EXERCISE REQUIREMENTS: Below are several records. Retype exactly those lines running from the one with "the baler black" through the one with "Lane-count request: drop a dot on each instance of the harvested", end lines included, and no others.
━━━━━━━━
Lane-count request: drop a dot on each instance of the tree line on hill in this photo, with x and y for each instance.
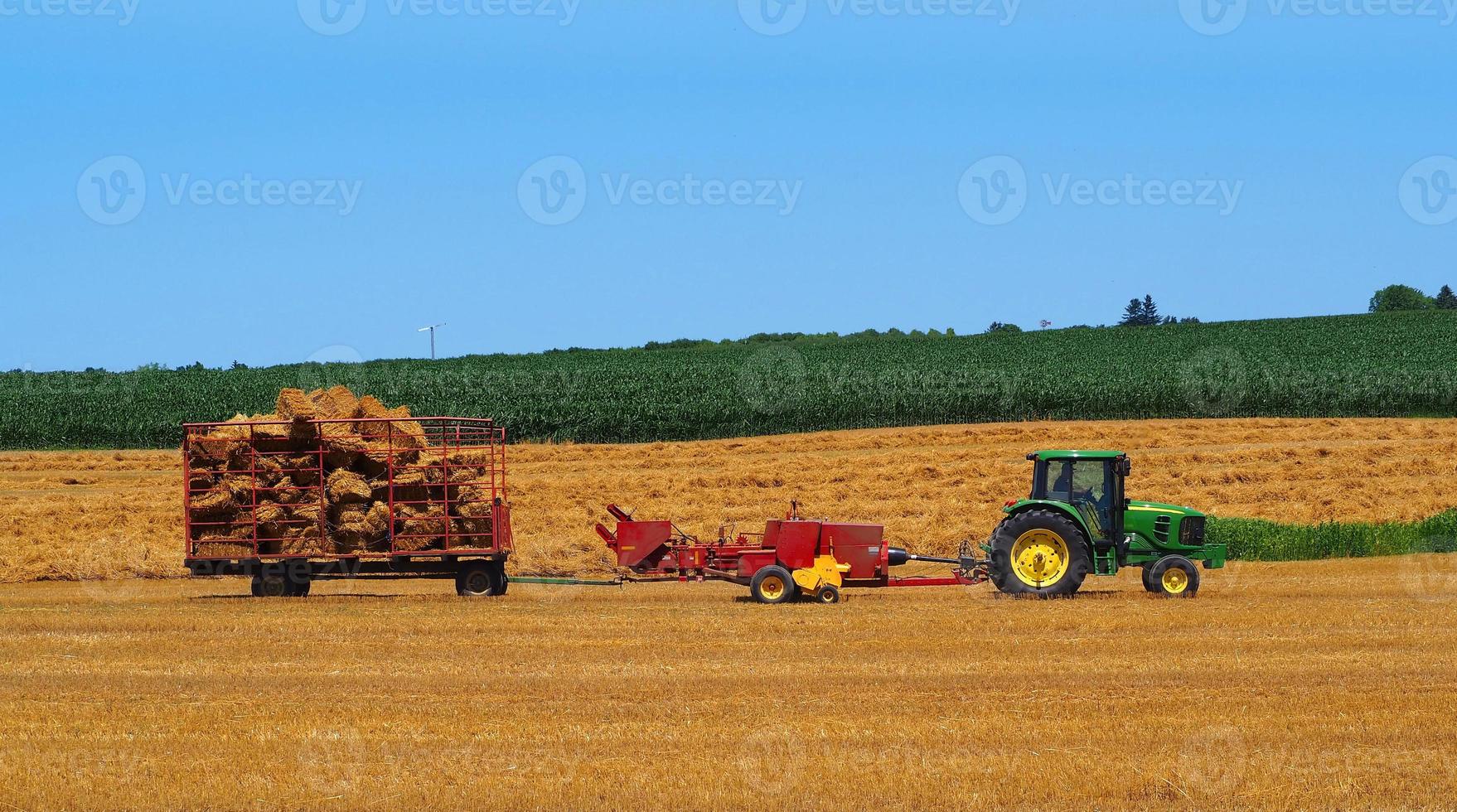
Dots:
(1408, 297)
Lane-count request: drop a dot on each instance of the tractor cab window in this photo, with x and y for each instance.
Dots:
(1087, 486)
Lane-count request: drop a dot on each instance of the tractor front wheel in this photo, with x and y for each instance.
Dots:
(1039, 553)
(772, 585)
(1174, 576)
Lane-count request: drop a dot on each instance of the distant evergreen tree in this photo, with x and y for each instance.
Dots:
(1445, 299)
(1150, 311)
(1141, 314)
(1399, 297)
(1132, 314)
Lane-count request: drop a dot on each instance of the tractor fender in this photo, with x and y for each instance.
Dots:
(1055, 508)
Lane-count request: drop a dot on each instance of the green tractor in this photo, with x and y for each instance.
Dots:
(1077, 520)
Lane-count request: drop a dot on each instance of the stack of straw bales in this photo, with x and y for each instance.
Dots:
(322, 481)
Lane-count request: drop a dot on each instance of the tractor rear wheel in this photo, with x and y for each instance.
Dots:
(772, 585)
(1039, 553)
(1174, 576)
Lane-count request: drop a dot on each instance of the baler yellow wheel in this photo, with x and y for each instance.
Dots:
(1039, 557)
(1174, 581)
(772, 585)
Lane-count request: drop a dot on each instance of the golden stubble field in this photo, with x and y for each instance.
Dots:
(1282, 685)
(84, 515)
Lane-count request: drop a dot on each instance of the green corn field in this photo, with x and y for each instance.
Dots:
(1256, 539)
(1383, 365)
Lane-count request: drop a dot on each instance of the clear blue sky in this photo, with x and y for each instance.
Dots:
(869, 118)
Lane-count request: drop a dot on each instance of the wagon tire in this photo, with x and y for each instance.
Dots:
(298, 585)
(482, 579)
(271, 585)
(772, 585)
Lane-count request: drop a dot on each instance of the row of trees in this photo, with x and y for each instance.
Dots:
(1408, 297)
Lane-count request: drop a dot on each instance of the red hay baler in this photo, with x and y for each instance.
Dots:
(791, 557)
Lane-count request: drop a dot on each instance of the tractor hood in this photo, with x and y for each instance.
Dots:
(1160, 508)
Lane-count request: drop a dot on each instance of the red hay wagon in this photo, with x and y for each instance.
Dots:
(292, 502)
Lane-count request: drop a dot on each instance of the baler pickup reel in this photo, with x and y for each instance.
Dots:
(791, 557)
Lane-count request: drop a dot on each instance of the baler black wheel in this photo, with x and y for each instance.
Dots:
(482, 579)
(1174, 576)
(1039, 553)
(772, 585)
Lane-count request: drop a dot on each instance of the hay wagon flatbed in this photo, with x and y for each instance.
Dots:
(288, 502)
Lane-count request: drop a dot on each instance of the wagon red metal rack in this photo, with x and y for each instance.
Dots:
(421, 497)
(791, 557)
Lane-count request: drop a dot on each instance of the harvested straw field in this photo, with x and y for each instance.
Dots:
(85, 515)
(1290, 685)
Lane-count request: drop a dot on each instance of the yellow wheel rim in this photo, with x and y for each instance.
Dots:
(1174, 581)
(1039, 557)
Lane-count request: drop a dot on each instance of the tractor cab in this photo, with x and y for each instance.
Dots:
(1092, 481)
(1078, 520)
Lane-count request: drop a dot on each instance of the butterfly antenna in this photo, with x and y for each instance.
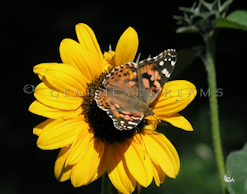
━━━━━━━━
SOLUTION TO THE PROBLEM:
Lane-count request: drop a dot on each instance of the baler black wheel in this photo, with x and y for each instance.
Dots:
(482, 579)
(1174, 576)
(1039, 553)
(772, 585)
Lane-count request: drop a dot on each instance of the hay wagon flatbed in this photo, with x and y for each instance.
Dots:
(288, 502)
Lane-count request: drop a dot on each instance of the wagon red metal rack in this photo, with x and y for each instance.
Dots:
(421, 497)
(791, 557)
Lane-count request: drop a dot on each instance of the harvested straw field in this photo, with x and y for each instance.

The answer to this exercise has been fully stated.